Entries supplied>
------------------------------------------------

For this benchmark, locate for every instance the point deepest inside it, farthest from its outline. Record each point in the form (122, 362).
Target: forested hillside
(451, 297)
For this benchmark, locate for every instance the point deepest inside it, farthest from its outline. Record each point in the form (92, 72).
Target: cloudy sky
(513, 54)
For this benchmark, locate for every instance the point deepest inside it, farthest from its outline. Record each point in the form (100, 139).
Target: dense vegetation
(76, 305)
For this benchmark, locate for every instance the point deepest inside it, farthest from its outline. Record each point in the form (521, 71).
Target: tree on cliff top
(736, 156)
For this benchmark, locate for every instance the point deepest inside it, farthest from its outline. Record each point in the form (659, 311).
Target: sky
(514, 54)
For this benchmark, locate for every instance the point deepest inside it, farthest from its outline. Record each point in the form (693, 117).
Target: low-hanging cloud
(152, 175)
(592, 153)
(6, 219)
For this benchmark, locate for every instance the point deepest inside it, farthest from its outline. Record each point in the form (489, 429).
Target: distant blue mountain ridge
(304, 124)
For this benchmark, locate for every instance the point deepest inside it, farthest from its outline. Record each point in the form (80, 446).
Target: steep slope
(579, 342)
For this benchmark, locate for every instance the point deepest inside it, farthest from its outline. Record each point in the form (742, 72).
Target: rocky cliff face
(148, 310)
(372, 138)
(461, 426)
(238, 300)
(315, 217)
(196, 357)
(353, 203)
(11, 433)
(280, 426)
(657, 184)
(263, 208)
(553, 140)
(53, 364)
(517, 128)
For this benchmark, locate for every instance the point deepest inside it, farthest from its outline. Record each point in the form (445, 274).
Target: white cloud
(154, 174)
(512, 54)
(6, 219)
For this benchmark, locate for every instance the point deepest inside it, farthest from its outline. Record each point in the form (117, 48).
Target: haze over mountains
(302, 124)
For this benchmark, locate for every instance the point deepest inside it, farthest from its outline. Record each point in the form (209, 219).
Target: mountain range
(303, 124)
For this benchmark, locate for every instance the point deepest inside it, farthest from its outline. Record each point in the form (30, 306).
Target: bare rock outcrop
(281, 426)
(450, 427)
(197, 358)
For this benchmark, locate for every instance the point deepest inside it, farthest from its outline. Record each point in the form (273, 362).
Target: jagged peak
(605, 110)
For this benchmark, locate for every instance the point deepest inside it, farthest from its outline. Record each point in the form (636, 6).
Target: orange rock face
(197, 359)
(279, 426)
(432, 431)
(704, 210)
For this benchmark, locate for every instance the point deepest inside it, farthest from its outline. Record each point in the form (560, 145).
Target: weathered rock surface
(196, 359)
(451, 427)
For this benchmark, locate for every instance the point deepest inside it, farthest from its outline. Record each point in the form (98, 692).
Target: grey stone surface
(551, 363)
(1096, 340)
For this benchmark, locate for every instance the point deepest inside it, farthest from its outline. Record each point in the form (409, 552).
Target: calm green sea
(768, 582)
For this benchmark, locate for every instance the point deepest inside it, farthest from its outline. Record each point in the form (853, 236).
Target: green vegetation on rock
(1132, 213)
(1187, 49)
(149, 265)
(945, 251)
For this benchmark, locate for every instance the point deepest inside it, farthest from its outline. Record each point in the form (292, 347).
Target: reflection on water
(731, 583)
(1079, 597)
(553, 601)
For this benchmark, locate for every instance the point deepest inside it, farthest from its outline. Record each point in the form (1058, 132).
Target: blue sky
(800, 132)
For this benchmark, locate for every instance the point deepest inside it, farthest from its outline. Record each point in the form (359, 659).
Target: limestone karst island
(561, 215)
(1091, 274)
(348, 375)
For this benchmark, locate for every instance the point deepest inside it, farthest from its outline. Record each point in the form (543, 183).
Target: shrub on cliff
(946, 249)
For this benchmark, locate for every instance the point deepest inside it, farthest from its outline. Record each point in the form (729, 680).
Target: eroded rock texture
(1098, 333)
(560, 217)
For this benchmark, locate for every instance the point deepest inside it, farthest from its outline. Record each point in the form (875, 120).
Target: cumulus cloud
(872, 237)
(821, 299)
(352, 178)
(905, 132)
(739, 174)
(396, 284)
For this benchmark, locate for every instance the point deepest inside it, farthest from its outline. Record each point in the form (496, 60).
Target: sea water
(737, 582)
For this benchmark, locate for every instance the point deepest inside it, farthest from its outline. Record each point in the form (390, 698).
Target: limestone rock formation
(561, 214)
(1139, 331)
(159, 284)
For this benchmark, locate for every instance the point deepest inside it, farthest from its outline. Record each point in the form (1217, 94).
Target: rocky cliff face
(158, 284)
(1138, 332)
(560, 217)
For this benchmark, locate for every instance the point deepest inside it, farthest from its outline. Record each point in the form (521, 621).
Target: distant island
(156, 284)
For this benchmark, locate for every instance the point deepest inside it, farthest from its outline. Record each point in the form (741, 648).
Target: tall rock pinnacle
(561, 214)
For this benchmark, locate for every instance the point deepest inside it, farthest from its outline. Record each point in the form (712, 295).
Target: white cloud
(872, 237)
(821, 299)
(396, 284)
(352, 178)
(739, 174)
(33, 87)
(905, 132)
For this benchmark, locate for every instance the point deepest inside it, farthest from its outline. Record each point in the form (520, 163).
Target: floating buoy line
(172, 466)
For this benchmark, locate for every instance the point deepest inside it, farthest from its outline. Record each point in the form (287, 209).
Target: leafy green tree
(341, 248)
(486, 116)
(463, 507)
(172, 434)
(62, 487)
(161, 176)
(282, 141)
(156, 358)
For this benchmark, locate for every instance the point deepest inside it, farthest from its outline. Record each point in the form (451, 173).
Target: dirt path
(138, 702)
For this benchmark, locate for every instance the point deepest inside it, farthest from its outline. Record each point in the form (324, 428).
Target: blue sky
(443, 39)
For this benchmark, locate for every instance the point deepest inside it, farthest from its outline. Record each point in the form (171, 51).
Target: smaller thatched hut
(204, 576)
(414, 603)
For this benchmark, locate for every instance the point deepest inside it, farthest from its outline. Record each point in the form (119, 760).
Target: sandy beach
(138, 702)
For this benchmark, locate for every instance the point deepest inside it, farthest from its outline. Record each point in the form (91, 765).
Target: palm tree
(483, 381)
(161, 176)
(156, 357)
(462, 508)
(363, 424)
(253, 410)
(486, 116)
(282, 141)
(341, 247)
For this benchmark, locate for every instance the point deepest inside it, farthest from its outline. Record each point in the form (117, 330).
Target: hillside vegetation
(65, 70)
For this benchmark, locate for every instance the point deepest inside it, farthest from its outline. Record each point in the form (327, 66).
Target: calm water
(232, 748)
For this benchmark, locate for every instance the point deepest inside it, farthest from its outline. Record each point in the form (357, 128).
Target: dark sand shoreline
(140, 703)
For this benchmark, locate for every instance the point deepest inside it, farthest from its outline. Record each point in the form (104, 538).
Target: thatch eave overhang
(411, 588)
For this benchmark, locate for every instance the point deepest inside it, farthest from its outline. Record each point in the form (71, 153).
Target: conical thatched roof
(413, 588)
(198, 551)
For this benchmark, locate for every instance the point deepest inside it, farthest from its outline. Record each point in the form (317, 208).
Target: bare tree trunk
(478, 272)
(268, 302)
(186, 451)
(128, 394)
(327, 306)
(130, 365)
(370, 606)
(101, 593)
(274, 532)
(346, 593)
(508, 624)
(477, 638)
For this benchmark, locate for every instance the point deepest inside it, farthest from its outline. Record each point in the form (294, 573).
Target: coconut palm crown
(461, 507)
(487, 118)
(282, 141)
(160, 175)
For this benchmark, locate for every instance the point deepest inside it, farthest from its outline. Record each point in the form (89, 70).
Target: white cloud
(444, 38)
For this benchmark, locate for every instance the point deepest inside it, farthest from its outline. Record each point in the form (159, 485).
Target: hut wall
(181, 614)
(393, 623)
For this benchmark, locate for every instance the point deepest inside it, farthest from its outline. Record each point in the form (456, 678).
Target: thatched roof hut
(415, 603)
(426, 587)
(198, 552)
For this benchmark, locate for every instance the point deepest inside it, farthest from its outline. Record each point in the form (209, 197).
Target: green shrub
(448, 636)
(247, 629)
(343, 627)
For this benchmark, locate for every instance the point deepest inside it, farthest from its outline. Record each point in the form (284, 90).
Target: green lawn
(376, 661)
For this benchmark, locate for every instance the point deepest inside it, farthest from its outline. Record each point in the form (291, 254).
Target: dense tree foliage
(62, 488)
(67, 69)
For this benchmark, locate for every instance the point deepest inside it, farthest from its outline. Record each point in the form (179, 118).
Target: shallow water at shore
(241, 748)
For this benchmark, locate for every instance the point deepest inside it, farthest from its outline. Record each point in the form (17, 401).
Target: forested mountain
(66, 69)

------------------------------------------------

Your task>
Starting at the line that contains "form (209, 197).", write out every line to the end of the entries, exactly as given.

Response to the task>
For this benchmark, locate for every instance the point deepest inside it, farthest from its outline. Record each point in the form (209, 197).
Target: green shrub
(448, 636)
(247, 629)
(343, 627)
For this benchmark, locate for every instance the point deepest inside it, farthest from its outline. Record each point in the form (284, 90).
Target: green lawn
(376, 661)
For this benchmark, locate for every instance the point deepest inside it, farthest from its outline. Record each point in the form (291, 254).
Target: dense tree foliage
(62, 488)
(67, 69)
For this benchmark, locate for every instance the point deepest inside it, farthest from its outline. Record each point in the form (179, 118).
Target: shallow water at shore
(241, 748)
For this benchmark, locate for every instance the point deepest inside it, farthest from its outline. Record each point in the form (17, 401).
Target: forested mountain
(66, 69)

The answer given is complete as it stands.